Task brief: Can you reproduce the rows word for word, beginning at the line that contains "Trace the outline of every instance of the wooden" and continuing through the last line of the rows, with both ends included?

[Excerpts of annotation rows]
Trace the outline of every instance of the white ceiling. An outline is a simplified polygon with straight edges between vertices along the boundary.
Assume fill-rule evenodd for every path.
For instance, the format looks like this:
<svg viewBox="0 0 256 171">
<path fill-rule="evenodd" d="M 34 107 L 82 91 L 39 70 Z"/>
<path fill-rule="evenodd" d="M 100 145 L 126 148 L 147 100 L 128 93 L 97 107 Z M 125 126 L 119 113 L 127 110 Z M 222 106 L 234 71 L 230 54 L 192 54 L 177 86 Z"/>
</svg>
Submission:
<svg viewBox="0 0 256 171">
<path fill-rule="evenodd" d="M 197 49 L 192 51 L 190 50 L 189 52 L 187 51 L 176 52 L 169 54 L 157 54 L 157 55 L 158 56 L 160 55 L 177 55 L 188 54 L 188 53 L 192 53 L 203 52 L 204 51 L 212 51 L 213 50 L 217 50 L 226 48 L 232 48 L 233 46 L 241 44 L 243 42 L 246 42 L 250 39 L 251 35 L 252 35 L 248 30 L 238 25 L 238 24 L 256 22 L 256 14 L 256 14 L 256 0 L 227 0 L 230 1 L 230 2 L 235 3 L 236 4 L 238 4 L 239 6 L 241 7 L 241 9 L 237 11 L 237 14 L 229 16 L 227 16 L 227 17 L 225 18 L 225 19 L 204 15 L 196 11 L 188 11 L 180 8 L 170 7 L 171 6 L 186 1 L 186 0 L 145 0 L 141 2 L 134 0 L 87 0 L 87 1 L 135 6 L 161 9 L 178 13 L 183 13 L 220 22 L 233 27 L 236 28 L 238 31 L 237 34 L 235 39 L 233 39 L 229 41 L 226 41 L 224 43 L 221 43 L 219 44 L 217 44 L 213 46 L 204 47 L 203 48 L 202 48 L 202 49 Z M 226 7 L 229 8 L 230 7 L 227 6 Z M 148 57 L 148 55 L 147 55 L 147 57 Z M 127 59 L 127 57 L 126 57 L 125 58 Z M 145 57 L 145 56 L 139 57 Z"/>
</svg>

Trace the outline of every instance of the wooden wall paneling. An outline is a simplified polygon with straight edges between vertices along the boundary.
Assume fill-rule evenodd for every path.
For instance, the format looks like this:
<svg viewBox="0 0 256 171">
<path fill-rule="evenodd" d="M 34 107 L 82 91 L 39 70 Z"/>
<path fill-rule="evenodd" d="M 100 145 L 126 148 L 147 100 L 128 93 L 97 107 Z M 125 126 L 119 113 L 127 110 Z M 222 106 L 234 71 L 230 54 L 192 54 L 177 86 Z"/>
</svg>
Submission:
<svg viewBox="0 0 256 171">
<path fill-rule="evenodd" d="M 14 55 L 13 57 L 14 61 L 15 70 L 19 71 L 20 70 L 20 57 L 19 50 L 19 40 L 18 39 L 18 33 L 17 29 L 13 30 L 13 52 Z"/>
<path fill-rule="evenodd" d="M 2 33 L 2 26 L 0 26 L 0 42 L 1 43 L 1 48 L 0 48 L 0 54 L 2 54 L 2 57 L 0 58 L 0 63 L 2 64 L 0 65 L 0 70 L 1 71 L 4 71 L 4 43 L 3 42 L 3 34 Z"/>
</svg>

Solution to the exercise:
Trace the outline of every instance of the wooden wall paneling. An outline is a simplified polygon with straight edges between vertices along the boundary.
Assume fill-rule evenodd for every path.
For instance, the format looks like this:
<svg viewBox="0 0 256 171">
<path fill-rule="evenodd" d="M 34 107 L 82 91 L 39 70 Z"/>
<path fill-rule="evenodd" d="M 100 145 L 126 148 L 147 100 L 128 93 L 97 107 Z M 125 126 L 119 113 L 127 110 Z M 222 106 L 234 71 L 230 54 L 192 54 L 177 86 Z"/>
</svg>
Submission:
<svg viewBox="0 0 256 171">
<path fill-rule="evenodd" d="M 14 55 L 13 57 L 14 61 L 15 70 L 19 71 L 20 70 L 20 57 L 19 50 L 19 40 L 18 39 L 18 33 L 17 29 L 13 30 L 13 52 Z"/>
<path fill-rule="evenodd" d="M 2 33 L 2 26 L 0 26 L 0 42 L 1 43 L 1 48 L 0 48 L 0 54 L 2 54 L 2 57 L 0 58 L 0 63 L 2 64 L 0 65 L 0 70 L 1 71 L 4 71 L 4 43 L 3 42 L 3 34 Z"/>
</svg>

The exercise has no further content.